* Aim of the exercise
Pick up the house-price regression notebook right after its last line and keep writing it.

* Source extract
### Advanced Regression Techniques - House Prices

![](https://storage.googleapis.com/kaggle-competitions/kaggle/5407/media/housesbanner.png)

**Author:** Bráulio Vieira  
**Last Updated:** 17/02/2022



**The notebook:**<br>
In this notebook the sale price of houses will be predicted using regression techiniques. The predictions will be submitted as part of a kaggle competition.

**The data:**<br>
The data consist of a train and test table with 79 explanatory variables describing (almost) every aspect of residential homes in Ames, Iowa.

First, we import the libraries:
* NumPy - for data manipulation.
* Pandas - for data manipulation.
* MatPlotLib - for data visualization.
* Seaborn - for data visualization.
* Sklearn - for machine learning

In [None]:
import numpy as np
import pandas as pd
import seaborn as sns
import matplotlib.pyplot as plt
%matplotlib inline
from sklearn.preprocessing import StandardScaler
scaler=StandardScaler()

Next, we read the train and test data using pandas read_csv function.  
Then we merge both datasets and drop de Id columns that will not be used for the predictions.

In [None]:
train= pd.read_csv("../input/house-prices-advanced-regression-techniques/train.csv")

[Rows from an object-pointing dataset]
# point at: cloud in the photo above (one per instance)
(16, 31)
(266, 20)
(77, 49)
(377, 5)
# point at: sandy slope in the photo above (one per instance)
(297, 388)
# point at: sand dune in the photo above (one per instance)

* Response
test= pd.read_csv("../input/house-prices-advanced-regression-techniques/test.csv")

train['train_test']=0
test['train_test']=1
test['SalePrice'] = np.NaN
df = pd.concat([train,test])
df=df.drop(columns=['Id'])

Next, we inspect the columns and create a list of the numeric and categorical variables.

In [None]:
df.dtypes.value_counts()

In [None]:
numericvar=df.select_dtypes(include=['int64', 'float64']).columns.tolist()
numericvar.remove('train_test')
numericvar.remove('SalePrice')
categvar=df.select_dtypes(include=['object']).columns.tolist()

## Numeric Variables

We will start analyse and transform the numeric variables first.  
Let's look at the value distribution of each variable using histogram plots.

In [None]:
fig, ax = plt.subplots(ncols=3, nrows=12,figsize=(17,30))
j=0
k=0
for i in range(len(numericvar)):
    if i==12:
        j=0
        k=1
    elif i==24:
        j=0
        k=2
    ax[j,k].hist(train[numericvar[i]])
    ax[j,k].set_title(numericvar[i])
    j+=1
fig.tight_layout()

### Missing numeric values

Next, let's look what numeric variables have missing values and how much are missing.
Then missing values will be filled.

In [None]:
print('Missing numeric values:')
for i in numericvar:
    nval=df[i].isnull().sum()
    if nval>0:
        print(str(i)+': '+str(nval))

In [None]:
#LotFrontage
df['LotFrontage']=df['LotFrontage'].fillna(df['LotFrontage'].mean())
#MasVnrArea
df['MasVnrArea']=df['MasVnrArea'].fillna(0)
#BsmtFinSF1
df['BsmtFinSF1']=df['BsmtFinSF1'].fillna(0)
#BsmtFinSF2
df['BsmtFinSF2']=df['BsmtFinSF2'].fillna(0)
#BsmtUnfSF
df['BsmtUnfSF']=df['BsmtUnfSF'].fillna(df['BsmtUnfSF'].median())
#TotalBsmtSF
df['TotalBsmtSF']=df['TotalBsmtSF'].fillna(df['TotalBsmtSF'].mean())
#BsmtFullBath
df['BsmtFullBath']=df['BsmtFullBath'].fillna(0)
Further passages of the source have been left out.